_TASK GOAL:_ Update the material below by replacing every "Verification request" with "Labeling request" and leave everything else as it is.

_INFORMATION SUPPLIED:_
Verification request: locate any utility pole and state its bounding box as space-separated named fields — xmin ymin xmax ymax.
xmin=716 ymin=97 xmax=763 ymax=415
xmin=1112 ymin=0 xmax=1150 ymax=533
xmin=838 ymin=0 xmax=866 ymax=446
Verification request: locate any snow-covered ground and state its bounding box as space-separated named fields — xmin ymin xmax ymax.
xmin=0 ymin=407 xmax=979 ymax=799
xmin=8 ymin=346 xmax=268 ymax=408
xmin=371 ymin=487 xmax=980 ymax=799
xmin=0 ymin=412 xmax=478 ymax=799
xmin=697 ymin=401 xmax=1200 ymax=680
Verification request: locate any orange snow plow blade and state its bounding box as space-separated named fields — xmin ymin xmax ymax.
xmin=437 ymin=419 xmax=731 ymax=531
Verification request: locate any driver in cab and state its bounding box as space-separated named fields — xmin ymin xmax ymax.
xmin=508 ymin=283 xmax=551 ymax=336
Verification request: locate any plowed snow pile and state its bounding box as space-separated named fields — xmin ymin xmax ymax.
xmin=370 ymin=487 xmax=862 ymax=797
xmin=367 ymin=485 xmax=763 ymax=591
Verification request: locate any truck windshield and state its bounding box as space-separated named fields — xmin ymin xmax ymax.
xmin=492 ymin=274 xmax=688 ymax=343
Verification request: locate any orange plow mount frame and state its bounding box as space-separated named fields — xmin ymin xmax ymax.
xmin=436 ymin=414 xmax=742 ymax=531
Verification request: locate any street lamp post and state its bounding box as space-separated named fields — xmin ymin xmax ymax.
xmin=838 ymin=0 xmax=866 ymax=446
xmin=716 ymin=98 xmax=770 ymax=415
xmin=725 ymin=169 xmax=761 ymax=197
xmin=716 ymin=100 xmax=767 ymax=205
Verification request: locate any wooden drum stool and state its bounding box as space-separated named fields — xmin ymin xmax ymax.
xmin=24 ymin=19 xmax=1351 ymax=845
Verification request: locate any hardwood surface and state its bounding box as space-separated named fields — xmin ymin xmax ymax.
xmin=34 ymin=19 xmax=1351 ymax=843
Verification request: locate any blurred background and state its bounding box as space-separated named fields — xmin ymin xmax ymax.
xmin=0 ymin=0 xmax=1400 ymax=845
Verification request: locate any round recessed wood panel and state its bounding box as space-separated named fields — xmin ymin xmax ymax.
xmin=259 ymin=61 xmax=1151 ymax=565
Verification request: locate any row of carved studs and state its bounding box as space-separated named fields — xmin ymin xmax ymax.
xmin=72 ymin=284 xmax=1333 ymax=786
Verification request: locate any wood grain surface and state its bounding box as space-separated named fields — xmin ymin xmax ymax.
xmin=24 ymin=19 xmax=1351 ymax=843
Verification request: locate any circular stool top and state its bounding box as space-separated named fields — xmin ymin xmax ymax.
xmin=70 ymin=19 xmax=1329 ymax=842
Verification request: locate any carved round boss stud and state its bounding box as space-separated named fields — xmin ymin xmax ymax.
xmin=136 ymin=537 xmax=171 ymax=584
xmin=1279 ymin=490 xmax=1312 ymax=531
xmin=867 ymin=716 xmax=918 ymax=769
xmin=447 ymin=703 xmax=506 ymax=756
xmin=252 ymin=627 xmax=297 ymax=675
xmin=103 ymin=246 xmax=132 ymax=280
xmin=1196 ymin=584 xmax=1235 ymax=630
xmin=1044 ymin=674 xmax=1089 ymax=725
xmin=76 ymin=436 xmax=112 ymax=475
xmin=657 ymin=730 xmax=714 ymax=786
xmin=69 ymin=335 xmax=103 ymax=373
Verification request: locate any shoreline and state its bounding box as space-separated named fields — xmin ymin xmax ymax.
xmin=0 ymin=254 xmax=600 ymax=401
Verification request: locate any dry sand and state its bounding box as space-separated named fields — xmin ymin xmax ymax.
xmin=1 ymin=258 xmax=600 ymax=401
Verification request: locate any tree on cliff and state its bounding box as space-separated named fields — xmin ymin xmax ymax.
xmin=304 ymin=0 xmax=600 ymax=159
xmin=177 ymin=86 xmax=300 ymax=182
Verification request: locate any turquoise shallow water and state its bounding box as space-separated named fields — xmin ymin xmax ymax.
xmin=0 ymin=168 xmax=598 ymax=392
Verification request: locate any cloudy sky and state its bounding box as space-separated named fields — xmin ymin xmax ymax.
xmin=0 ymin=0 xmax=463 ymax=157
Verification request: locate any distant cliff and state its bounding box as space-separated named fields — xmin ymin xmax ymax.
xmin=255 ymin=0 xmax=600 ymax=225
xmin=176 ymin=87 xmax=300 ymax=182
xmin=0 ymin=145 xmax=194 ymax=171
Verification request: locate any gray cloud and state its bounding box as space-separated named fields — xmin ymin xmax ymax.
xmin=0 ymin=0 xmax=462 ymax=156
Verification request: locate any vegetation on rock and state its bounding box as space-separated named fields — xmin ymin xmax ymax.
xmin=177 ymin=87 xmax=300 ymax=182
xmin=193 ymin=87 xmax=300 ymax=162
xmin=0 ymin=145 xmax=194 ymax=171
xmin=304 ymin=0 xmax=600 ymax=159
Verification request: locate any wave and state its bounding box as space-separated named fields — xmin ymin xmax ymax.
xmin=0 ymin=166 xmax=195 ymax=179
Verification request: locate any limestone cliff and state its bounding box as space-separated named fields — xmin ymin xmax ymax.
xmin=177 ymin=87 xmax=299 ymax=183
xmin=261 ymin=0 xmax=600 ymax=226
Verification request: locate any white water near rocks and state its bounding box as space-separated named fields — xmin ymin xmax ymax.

_FULL RESPONSE:_
Labeling request: locate any utility pole and state its bounding box as space-separated named fields — xmin ymin xmax ymax.
xmin=716 ymin=97 xmax=763 ymax=415
xmin=1112 ymin=0 xmax=1150 ymax=533
xmin=838 ymin=0 xmax=866 ymax=446
Labeling request: locate any snow-covered ground and state its bounding box as space-separated named fields — xmin ymin xmax ymax.
xmin=0 ymin=407 xmax=979 ymax=799
xmin=8 ymin=346 xmax=268 ymax=408
xmin=371 ymin=487 xmax=980 ymax=799
xmin=0 ymin=412 xmax=478 ymax=799
xmin=697 ymin=401 xmax=1200 ymax=680
Labeling request: locate any orange snow plow blade and state its bounding box as space-separated named fields — xmin ymin xmax ymax.
xmin=437 ymin=419 xmax=731 ymax=531
Labeling request: locate any driver in cab and state its bounding box as space-separated named fields — xmin ymin xmax ymax.
xmin=508 ymin=283 xmax=551 ymax=336
Labeling request: locate any plowed snow pile and state its bounding box as space-separated named fields — xmin ymin xmax ymax.
xmin=370 ymin=487 xmax=862 ymax=797
xmin=367 ymin=485 xmax=763 ymax=591
Labeling request: locate any truck windshield and state its bounding box as space-separated named fields — xmin ymin xmax ymax.
xmin=492 ymin=274 xmax=688 ymax=343
Labeling request: locate any orange plow mount frame and state its bounding box as space-separated named fields — xmin ymin xmax ymax.
xmin=436 ymin=414 xmax=742 ymax=531
Labeling request: locate any street lamp post and state its bounding box as space-separated named fields — xmin ymin xmax ymax.
xmin=838 ymin=0 xmax=866 ymax=446
xmin=716 ymin=98 xmax=770 ymax=415
xmin=725 ymin=169 xmax=761 ymax=197
xmin=716 ymin=100 xmax=767 ymax=205
Labeling request: locate any wooden drum stool and state its bounding box as space-separated named fields — xmin ymin xmax ymax.
xmin=24 ymin=19 xmax=1351 ymax=845
Labeling request: locate any hardwood surface and state its bounding box as space-separated named fields — xmin ymin xmax ymax.
xmin=34 ymin=19 xmax=1351 ymax=843
Labeling request: locate any blurred background and state its bounding box as space-separated named fields — xmin ymin xmax ymax.
xmin=0 ymin=0 xmax=1400 ymax=845
Labeling request: locate any round recessed wood panel and state its bounding box as space-separated named fields — xmin ymin xmax ymax.
xmin=259 ymin=61 xmax=1151 ymax=565
Labeling request: locate any row of carved studs and state its bounding box as space-separated named fields — xmin ymin xmax ymax.
xmin=72 ymin=284 xmax=1333 ymax=786
Labeling request: locate any wood grain surface and state its bounding box as space-separated named fields — xmin ymin xmax ymax.
xmin=24 ymin=19 xmax=1351 ymax=843
Labeling request: locate any circular stool top and state its bounding box as space-separated named fields — xmin ymin xmax ymax.
xmin=70 ymin=19 xmax=1329 ymax=842
Labeling request: locate any carved round boss stud and state its bounding box as space-separated named fields — xmin ymin xmax ymax.
xmin=136 ymin=537 xmax=171 ymax=584
xmin=1279 ymin=490 xmax=1312 ymax=531
xmin=867 ymin=716 xmax=918 ymax=769
xmin=447 ymin=703 xmax=506 ymax=756
xmin=252 ymin=627 xmax=297 ymax=675
xmin=103 ymin=246 xmax=132 ymax=280
xmin=1196 ymin=584 xmax=1235 ymax=630
xmin=1044 ymin=674 xmax=1089 ymax=725
xmin=76 ymin=436 xmax=112 ymax=475
xmin=657 ymin=730 xmax=714 ymax=786
xmin=69 ymin=335 xmax=103 ymax=373
Labeling request: locate any shoreline and state its bounding box as space-separated named fields — xmin ymin xmax ymax.
xmin=0 ymin=254 xmax=600 ymax=401
Labeling request: locate any dry sand and state its bounding box as space-separated named fields — xmin ymin xmax ymax.
xmin=1 ymin=258 xmax=600 ymax=401
Labeling request: locate any tree on cliff and state its bounding box as space-separated named fields — xmin ymin xmax ymax.
xmin=304 ymin=0 xmax=600 ymax=159
xmin=177 ymin=86 xmax=300 ymax=182
Labeling request: locate any turquoise shallow water and state its bounding box as space-separated named fields — xmin ymin xmax ymax.
xmin=0 ymin=168 xmax=598 ymax=392
Labeling request: locate any cloudy sky and state its bounding box as space-separated named fields — xmin ymin xmax ymax.
xmin=0 ymin=0 xmax=463 ymax=157
Labeling request: locate any distant cliff and state its bounding box as space-separated named fields — xmin ymin xmax ymax.
xmin=255 ymin=0 xmax=600 ymax=225
xmin=176 ymin=87 xmax=300 ymax=182
xmin=0 ymin=145 xmax=194 ymax=171
Labeling request: locate any gray cloud and state its bounding box as space-separated named fields — xmin ymin xmax ymax.
xmin=0 ymin=0 xmax=462 ymax=156
Labeling request: locate any vegetation on rock and state its bounding box as space-separated named fields — xmin ymin xmax ymax.
xmin=177 ymin=87 xmax=300 ymax=182
xmin=193 ymin=87 xmax=300 ymax=162
xmin=0 ymin=145 xmax=194 ymax=171
xmin=304 ymin=0 xmax=600 ymax=159
Labeling request: locate any wave and state its bounding box as space-separated named fields — xmin ymin xmax ymax.
xmin=0 ymin=166 xmax=195 ymax=179
Labeling request: locate any limestone cliff and state its bounding box as space-separated named fields — xmin ymin xmax ymax.
xmin=177 ymin=87 xmax=299 ymax=183
xmin=261 ymin=0 xmax=600 ymax=226
Labeling request: locate any white water near rocks and state its bounding box as space-separated named fields — xmin ymin xmax ymax.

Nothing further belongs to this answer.